Transcrivez sous forme de liste numérotée toutes les lignes des données ci-dessous, sans les lignes vides. Laissez l'image de côté dans votre réponse.
★ ★ ★ ★ ★ ★ ★
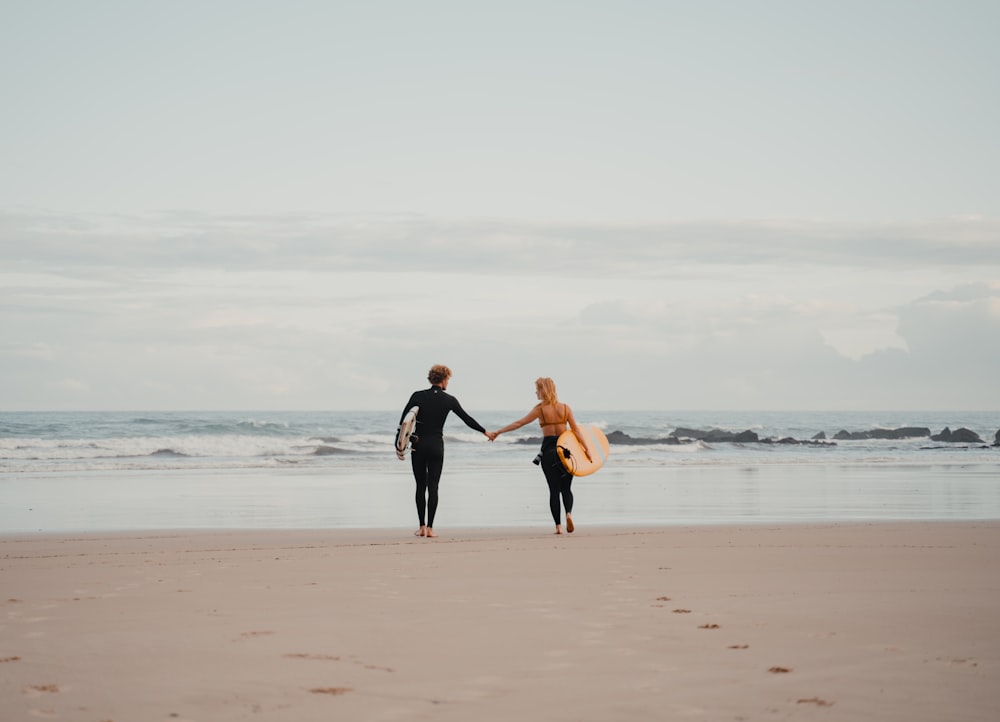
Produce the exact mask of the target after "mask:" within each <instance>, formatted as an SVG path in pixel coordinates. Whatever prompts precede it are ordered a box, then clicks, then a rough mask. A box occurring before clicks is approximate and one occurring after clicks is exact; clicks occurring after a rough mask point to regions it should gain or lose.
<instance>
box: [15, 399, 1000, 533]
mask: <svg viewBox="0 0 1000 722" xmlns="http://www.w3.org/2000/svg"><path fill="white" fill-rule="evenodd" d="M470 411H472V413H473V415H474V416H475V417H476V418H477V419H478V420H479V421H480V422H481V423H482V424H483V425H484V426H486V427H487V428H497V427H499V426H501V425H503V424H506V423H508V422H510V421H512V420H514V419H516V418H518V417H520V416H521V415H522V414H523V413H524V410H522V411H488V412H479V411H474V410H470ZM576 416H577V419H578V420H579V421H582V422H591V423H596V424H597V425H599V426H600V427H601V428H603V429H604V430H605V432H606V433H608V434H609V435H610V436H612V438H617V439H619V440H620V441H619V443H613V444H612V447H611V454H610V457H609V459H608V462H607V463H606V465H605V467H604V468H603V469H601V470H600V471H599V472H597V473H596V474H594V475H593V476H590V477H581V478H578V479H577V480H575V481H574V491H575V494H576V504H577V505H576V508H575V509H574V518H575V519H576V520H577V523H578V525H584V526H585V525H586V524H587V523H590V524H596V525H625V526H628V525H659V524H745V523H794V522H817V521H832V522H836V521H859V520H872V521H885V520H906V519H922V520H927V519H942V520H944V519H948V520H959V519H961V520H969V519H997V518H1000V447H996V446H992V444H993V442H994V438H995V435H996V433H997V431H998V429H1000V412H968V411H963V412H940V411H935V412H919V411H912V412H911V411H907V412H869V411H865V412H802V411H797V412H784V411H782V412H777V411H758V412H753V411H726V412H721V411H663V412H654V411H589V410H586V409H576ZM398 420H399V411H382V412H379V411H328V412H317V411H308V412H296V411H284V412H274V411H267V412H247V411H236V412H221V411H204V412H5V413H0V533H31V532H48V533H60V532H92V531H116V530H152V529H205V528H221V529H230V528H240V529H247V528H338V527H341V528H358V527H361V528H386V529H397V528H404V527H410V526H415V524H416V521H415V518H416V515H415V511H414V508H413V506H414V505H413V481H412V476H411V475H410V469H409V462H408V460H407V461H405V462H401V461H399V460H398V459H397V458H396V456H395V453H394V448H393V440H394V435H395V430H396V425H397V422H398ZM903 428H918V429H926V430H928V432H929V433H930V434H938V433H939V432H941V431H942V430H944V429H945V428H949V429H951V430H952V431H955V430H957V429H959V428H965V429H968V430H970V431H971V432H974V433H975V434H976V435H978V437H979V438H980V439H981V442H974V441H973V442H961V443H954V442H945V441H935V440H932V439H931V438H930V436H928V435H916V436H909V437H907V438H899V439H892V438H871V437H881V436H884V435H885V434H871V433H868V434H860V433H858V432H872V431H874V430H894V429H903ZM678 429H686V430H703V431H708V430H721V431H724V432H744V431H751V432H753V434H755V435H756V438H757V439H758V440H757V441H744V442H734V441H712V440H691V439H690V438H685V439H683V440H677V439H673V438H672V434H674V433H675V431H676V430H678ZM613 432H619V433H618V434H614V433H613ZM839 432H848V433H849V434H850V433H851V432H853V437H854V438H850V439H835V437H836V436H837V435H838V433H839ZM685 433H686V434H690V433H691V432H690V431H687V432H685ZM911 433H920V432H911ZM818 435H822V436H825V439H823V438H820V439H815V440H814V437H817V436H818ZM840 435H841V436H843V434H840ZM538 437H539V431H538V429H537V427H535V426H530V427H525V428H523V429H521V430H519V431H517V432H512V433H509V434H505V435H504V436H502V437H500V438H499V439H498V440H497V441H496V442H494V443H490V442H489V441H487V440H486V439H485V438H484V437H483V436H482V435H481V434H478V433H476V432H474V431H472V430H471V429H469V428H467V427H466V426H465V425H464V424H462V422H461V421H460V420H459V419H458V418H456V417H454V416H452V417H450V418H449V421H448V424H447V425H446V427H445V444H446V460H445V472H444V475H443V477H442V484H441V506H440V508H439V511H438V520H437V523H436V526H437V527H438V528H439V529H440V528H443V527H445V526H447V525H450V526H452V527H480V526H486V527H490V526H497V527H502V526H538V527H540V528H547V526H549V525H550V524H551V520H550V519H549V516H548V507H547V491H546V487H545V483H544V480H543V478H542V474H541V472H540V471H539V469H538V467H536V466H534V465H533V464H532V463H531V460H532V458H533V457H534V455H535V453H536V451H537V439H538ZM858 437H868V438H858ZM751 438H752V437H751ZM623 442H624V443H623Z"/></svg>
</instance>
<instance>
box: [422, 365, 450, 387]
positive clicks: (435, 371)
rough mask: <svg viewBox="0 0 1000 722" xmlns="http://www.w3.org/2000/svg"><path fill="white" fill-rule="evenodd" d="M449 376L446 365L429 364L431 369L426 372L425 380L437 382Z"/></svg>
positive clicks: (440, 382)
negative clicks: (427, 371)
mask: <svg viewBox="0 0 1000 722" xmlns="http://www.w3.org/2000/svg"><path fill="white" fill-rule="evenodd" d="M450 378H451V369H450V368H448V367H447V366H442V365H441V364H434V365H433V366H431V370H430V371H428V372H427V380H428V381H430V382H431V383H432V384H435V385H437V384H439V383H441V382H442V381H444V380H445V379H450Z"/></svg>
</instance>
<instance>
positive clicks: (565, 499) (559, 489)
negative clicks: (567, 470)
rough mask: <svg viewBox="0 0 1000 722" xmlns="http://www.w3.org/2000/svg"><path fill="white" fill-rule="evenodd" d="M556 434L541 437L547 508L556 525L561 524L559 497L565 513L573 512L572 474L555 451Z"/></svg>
★ ★ ★ ★ ★ ★ ★
■ Votre réponse:
1. Produce the exact mask of the target after "mask:" within each <instance>, formatted as an SVG path in pixel coordinates. Whatever prompts precede it are ordered a box, then clicks, then a rough mask. A box occurring before clicks is approximate and one occurring after clicks is exact; clicks occurring after a rough mask point to regions it should gain or lose.
2. <instance>
3. box: [15, 399, 1000, 533]
4. mask: <svg viewBox="0 0 1000 722" xmlns="http://www.w3.org/2000/svg"><path fill="white" fill-rule="evenodd" d="M470 411H472V413H473V415H474V416H475V417H476V418H477V419H478V420H479V421H480V422H481V423H482V424H483V425H484V426H486V427H487V428H497V427H499V426H501V425H503V424H506V423H508V422H510V421H512V420H514V419H516V418H518V417H520V416H521V415H522V414H523V413H524V410H522V411H488V412H479V411H474V410H470ZM576 416H577V419H578V420H579V421H582V422H591V423H596V424H597V425H599V426H600V427H601V428H603V429H604V430H605V432H606V433H608V434H609V435H610V436H612V438H617V439H619V440H620V441H619V443H613V444H612V447H611V454H610V457H609V459H608V462H607V463H606V465H605V467H604V468H603V469H601V470H600V471H599V472H597V473H596V474H594V475H593V476H590V477H581V478H578V479H577V480H575V481H574V491H575V494H576V504H577V505H576V508H575V509H574V518H575V519H576V520H577V523H578V525H584V526H585V525H586V524H587V523H590V524H596V525H625V526H628V525H659V524H745V523H794V522H817V521H832V522H836V521H859V520H872V521H885V520H906V519H922V520H927V519H942V520H944V519H948V520H959V519H961V520H969V519H997V518H1000V447H996V446H992V444H993V442H994V438H995V435H996V433H997V431H998V429H1000V412H968V411H963V412H940V411H935V412H919V411H912V412H911V411H907V412H869V411H865V412H802V411H797V412H784V411H782V412H777V411H758V412H753V411H726V412H721V411H663V412H654V411H589V410H586V409H576ZM398 420H399V411H382V412H379V411H328V412H317V411H308V412H296V411H284V412H274V411H267V412H247V411H236V412H221V411H204V412H5V413H0V533H31V532H48V533H60V532H92V531H116V530H152V529H205V528H221V529H230V528H240V529H247V528H338V527H341V528H358V527H361V528H386V529H397V528H404V527H410V526H415V524H416V521H415V518H416V515H415V511H414V508H413V506H414V505H413V481H412V476H411V475H410V469H409V462H408V460H407V461H405V462H401V461H399V460H398V459H397V458H396V456H395V453H394V448H393V440H394V435H395V430H396V425H397V422H398ZM903 428H918V429H926V430H928V432H929V433H930V434H938V433H939V432H941V431H942V430H944V429H945V428H949V429H951V430H952V431H955V430H957V429H959V428H965V429H968V430H970V431H971V432H974V433H975V434H976V435H978V437H979V438H980V439H981V442H974V441H973V442H961V443H954V442H945V441H935V440H932V439H931V438H930V436H928V435H916V436H909V437H907V438H899V439H892V438H871V437H881V436H884V435H885V434H871V433H868V434H860V433H858V432H872V431H874V430H894V429H903ZM678 429H686V430H703V431H708V430H721V431H724V432H744V431H751V432H753V434H755V435H756V438H757V439H758V440H757V441H744V442H734V441H712V440H691V439H690V438H685V439H683V440H677V439H673V438H672V434H674V433H675V431H676V430H678ZM613 432H619V433H618V434H614V433H613ZM839 432H848V433H849V434H850V433H851V432H853V437H854V438H850V439H835V437H836V436H837V435H838V433H839ZM685 433H686V434H690V433H691V432H690V431H687V432H685ZM911 433H920V432H911ZM818 435H822V436H825V439H823V438H820V439H815V440H814V437H817V436H818ZM840 435H841V436H843V434H840ZM538 437H539V431H538V429H537V427H535V426H530V427H525V428H523V429H521V430H519V431H517V432H512V433H509V434H505V435H504V436H502V437H500V438H499V439H498V440H497V441H496V442H494V443H490V442H489V441H487V440H486V439H485V438H484V437H483V436H482V435H481V434H478V433H476V432H474V431H472V430H471V429H469V428H467V427H466V426H465V425H464V424H462V422H461V421H460V420H459V419H458V418H456V417H454V416H452V417H450V418H449V421H448V424H447V425H446V427H445V444H446V460H445V472H444V475H443V477H442V484H441V506H440V508H439V511H438V520H437V523H436V526H437V527H438V528H439V529H440V528H443V527H445V526H447V525H450V526H452V527H480V526H486V527H490V526H497V527H502V526H538V527H540V528H547V526H549V525H550V524H551V520H550V519H549V516H548V507H547V491H546V487H545V483H544V480H543V478H542V474H541V472H540V471H539V469H538V467H536V466H534V465H533V464H532V463H531V460H532V458H533V457H534V455H535V453H536V451H537V439H538ZM858 437H868V438H858ZM751 438H752V437H751ZM623 442H624V443H623Z"/></svg>
5. </instance>
6. <instance>
7. box: [422, 365, 450, 387]
8. positive clicks: (435, 371)
9. rough mask: <svg viewBox="0 0 1000 722" xmlns="http://www.w3.org/2000/svg"><path fill="white" fill-rule="evenodd" d="M449 376L446 365L429 364L431 369L426 372L425 380L437 382Z"/></svg>
10. positive clicks: (440, 382)
11. negative clicks: (427, 371)
12. mask: <svg viewBox="0 0 1000 722" xmlns="http://www.w3.org/2000/svg"><path fill="white" fill-rule="evenodd" d="M450 378H451V369H450V368H448V367H447V366H442V365H441V364H434V365H433V366H431V370H430V371H428V372H427V380H428V381H430V382H431V383H432V384H435V385H437V384H439V383H441V382H442V381H444V380H445V379H450Z"/></svg>
13. </instance>
14. <instance>
15. positive clicks: (565, 499) (559, 489)
16. negative clicks: (567, 470)
17. rough mask: <svg viewBox="0 0 1000 722" xmlns="http://www.w3.org/2000/svg"><path fill="white" fill-rule="evenodd" d="M556 434L541 437L547 508L556 525L561 524L559 497L565 513L573 512L572 474L555 451Z"/></svg>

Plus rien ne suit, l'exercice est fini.